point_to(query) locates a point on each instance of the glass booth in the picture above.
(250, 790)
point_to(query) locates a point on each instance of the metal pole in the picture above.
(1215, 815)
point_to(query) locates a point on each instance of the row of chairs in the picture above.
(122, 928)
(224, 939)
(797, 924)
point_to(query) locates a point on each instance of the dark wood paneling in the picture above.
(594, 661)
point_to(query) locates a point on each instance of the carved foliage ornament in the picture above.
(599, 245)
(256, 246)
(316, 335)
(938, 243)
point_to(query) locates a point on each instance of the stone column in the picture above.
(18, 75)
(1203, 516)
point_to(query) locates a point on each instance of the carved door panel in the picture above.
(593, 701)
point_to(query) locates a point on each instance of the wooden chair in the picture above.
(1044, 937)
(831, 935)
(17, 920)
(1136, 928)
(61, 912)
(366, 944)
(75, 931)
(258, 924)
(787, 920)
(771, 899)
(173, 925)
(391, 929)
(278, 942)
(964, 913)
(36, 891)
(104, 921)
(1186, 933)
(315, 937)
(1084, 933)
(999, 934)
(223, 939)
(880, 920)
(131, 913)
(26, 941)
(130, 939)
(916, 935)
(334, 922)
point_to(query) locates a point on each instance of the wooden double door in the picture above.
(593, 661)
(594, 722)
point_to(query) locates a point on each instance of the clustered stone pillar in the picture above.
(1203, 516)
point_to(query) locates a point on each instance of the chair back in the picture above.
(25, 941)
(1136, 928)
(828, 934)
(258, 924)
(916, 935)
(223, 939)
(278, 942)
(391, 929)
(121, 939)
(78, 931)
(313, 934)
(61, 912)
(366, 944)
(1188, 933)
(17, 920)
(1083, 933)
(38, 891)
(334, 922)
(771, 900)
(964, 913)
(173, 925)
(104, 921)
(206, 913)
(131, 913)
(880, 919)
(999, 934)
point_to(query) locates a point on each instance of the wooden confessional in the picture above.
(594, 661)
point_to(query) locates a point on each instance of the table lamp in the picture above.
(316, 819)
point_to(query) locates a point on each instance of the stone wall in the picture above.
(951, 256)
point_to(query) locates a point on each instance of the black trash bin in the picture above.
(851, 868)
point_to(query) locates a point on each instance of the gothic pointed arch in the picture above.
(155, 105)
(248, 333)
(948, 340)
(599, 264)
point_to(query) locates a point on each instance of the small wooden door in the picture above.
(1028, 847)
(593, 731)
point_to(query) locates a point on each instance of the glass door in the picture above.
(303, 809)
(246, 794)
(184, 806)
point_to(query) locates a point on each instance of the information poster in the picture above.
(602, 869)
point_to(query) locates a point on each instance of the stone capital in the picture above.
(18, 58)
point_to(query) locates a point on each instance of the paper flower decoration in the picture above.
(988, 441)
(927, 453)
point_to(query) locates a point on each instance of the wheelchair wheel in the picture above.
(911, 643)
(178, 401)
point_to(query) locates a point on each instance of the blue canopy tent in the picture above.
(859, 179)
+ + + +
Please copy every row above without changing a single character.

point_to(query) locates a point on each instance of the glass booth in the picture above.
(250, 790)
point_to(query) locates a point on each instance of the metal pole in the picture above.
(1215, 815)
point_to(query) locates a point on each instance of the row of chairs in the picture above.
(122, 928)
(224, 939)
(797, 924)
point_to(query) locates a point on each instance of the dark wood paneling in the picture above.
(594, 661)
point_to(query) locates a point on each instance of the carved foliage ornament in the picture above.
(599, 245)
(256, 246)
(316, 335)
(938, 243)
point_to(query) locates a point on each instance of the stone column in the picture above.
(18, 75)
(1203, 516)
point_to(query) locates a point on each instance of the carved door panel in the picture above.
(593, 701)
point_to(query) locates a point on each instance of the wooden chair in the picture above.
(1044, 937)
(831, 935)
(17, 920)
(1136, 928)
(61, 912)
(366, 944)
(75, 931)
(258, 924)
(787, 920)
(771, 899)
(173, 925)
(391, 929)
(278, 942)
(964, 913)
(36, 891)
(104, 921)
(1186, 933)
(315, 937)
(1084, 933)
(999, 934)
(223, 939)
(880, 920)
(131, 913)
(26, 941)
(130, 939)
(916, 935)
(334, 922)
point_to(query) locates a point on each instance of the wooden double door in the picture above.
(593, 661)
(594, 722)
point_to(query) locates a point on each instance of the clustered stone pillar in the picture above.
(1203, 516)
point_to(query) locates a point on each instance of the chair back in the picture above.
(25, 941)
(1136, 928)
(828, 934)
(258, 924)
(916, 935)
(223, 939)
(278, 942)
(391, 929)
(121, 939)
(78, 931)
(313, 934)
(61, 912)
(366, 944)
(1188, 933)
(17, 920)
(1083, 933)
(38, 891)
(334, 922)
(771, 900)
(964, 913)
(173, 925)
(104, 921)
(206, 913)
(131, 913)
(880, 919)
(999, 934)
point_to(query) locates a point on each instance of the wooden confessional in the picture above.
(594, 661)
point_to(query) locates a point on each instance of the table lamp in the picture above.
(316, 819)
point_to(query) locates a point on each instance of the stone wall in the picture above.
(951, 256)
point_to(query) locates a point on each instance of the black trash bin in the picture above.
(851, 868)
point_to(query) locates a point on each instance of the gothic pointed arch in the picture above.
(155, 105)
(248, 333)
(948, 340)
(599, 264)
point_to(query) locates a point on each instance of the small wooden door in the picture above.
(1028, 847)
(593, 731)
point_to(query) locates a point on each instance of the glass door in the picture above.
(303, 809)
(246, 794)
(184, 806)
point_to(query) locates a point on each instance of the information poster in the picture above.
(602, 869)
point_to(query) locates a point on each instance of the stone capital in the picture above.
(18, 58)
point_to(query) locates a point on each instance of the paper flower decoration in the picture above.
(988, 441)
(927, 453)
point_to(query) locates a point on each instance of the wheelchair wheel in the picture above.
(911, 643)
(178, 401)
point_to(query) locates a point on each instance of the blue canopy tent in the picture above.
(859, 179)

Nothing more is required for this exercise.